The records:
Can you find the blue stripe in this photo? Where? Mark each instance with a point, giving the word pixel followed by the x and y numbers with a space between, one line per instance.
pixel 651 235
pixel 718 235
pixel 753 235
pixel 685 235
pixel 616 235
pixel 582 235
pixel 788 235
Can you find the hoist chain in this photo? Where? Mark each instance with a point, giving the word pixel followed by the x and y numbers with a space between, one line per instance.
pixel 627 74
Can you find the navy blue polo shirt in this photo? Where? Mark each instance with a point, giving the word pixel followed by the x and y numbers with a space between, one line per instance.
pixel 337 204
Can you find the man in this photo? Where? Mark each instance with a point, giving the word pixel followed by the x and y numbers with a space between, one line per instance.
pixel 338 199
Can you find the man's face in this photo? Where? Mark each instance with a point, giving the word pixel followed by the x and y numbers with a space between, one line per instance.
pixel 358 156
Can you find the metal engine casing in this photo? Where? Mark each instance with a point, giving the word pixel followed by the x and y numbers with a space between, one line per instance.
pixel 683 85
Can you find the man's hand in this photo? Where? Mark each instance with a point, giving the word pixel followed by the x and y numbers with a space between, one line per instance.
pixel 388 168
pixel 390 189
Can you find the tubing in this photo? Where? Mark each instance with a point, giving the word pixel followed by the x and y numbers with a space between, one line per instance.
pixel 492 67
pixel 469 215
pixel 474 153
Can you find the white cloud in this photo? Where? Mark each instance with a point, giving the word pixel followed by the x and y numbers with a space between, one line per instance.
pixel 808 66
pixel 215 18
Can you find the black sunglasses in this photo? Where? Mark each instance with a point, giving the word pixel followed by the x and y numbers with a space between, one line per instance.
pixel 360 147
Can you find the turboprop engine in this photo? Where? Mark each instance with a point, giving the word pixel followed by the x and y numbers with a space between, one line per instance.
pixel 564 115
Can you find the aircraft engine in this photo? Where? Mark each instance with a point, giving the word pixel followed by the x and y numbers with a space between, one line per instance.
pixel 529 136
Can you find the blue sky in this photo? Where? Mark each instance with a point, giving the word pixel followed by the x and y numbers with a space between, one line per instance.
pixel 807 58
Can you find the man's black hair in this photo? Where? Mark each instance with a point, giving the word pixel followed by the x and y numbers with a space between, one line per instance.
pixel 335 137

--

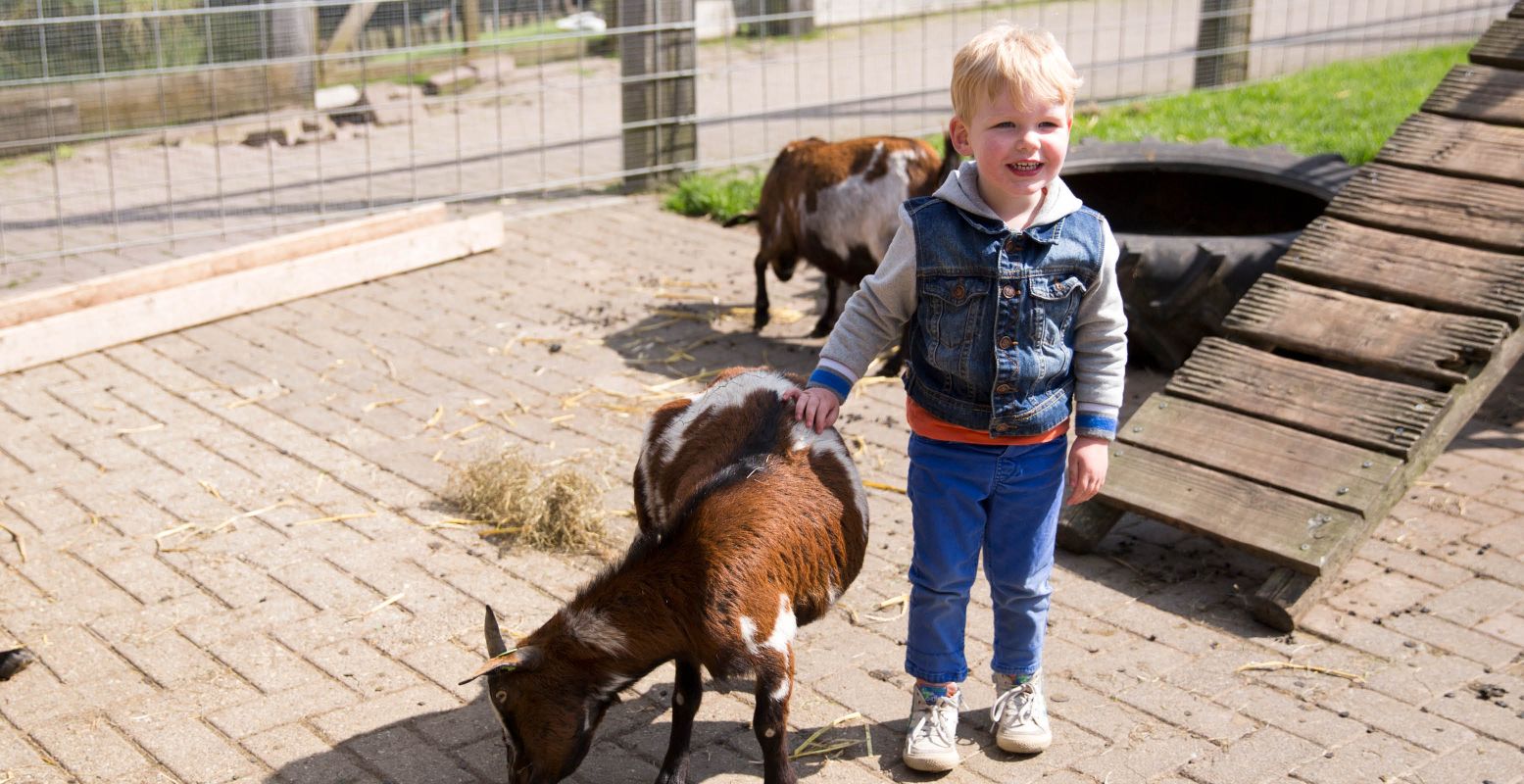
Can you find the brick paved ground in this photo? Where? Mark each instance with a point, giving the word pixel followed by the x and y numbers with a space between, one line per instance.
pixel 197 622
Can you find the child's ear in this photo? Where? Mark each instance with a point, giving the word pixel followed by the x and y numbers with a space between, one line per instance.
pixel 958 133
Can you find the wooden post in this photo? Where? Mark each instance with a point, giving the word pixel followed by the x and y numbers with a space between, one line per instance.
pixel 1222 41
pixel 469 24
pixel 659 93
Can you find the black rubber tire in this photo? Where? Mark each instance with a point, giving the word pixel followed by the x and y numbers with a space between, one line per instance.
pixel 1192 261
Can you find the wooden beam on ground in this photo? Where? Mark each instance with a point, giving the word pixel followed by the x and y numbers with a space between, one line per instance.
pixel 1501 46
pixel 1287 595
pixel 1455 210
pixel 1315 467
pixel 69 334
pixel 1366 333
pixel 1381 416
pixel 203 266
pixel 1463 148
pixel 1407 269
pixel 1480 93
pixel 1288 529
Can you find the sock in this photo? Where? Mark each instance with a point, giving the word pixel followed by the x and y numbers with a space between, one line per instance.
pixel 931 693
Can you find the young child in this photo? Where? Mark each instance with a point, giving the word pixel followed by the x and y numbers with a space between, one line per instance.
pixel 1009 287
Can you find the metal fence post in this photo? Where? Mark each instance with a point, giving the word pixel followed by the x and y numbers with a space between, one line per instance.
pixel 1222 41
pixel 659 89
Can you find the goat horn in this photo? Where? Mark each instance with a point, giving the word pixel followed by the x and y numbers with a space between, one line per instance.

Requirements:
Copy the records above word for word, from the line with "Can you find the blue stripe" through the line with "pixel 788 235", including both of those lines.

Exercise result:
Can you find the blue stripe in this photo? Where? Mark each instance with a point, giving the word pixel followed by the x and y numbers with a space between, one line per instance.
pixel 651 235
pixel 718 235
pixel 753 235
pixel 685 235
pixel 616 235
pixel 582 235
pixel 788 235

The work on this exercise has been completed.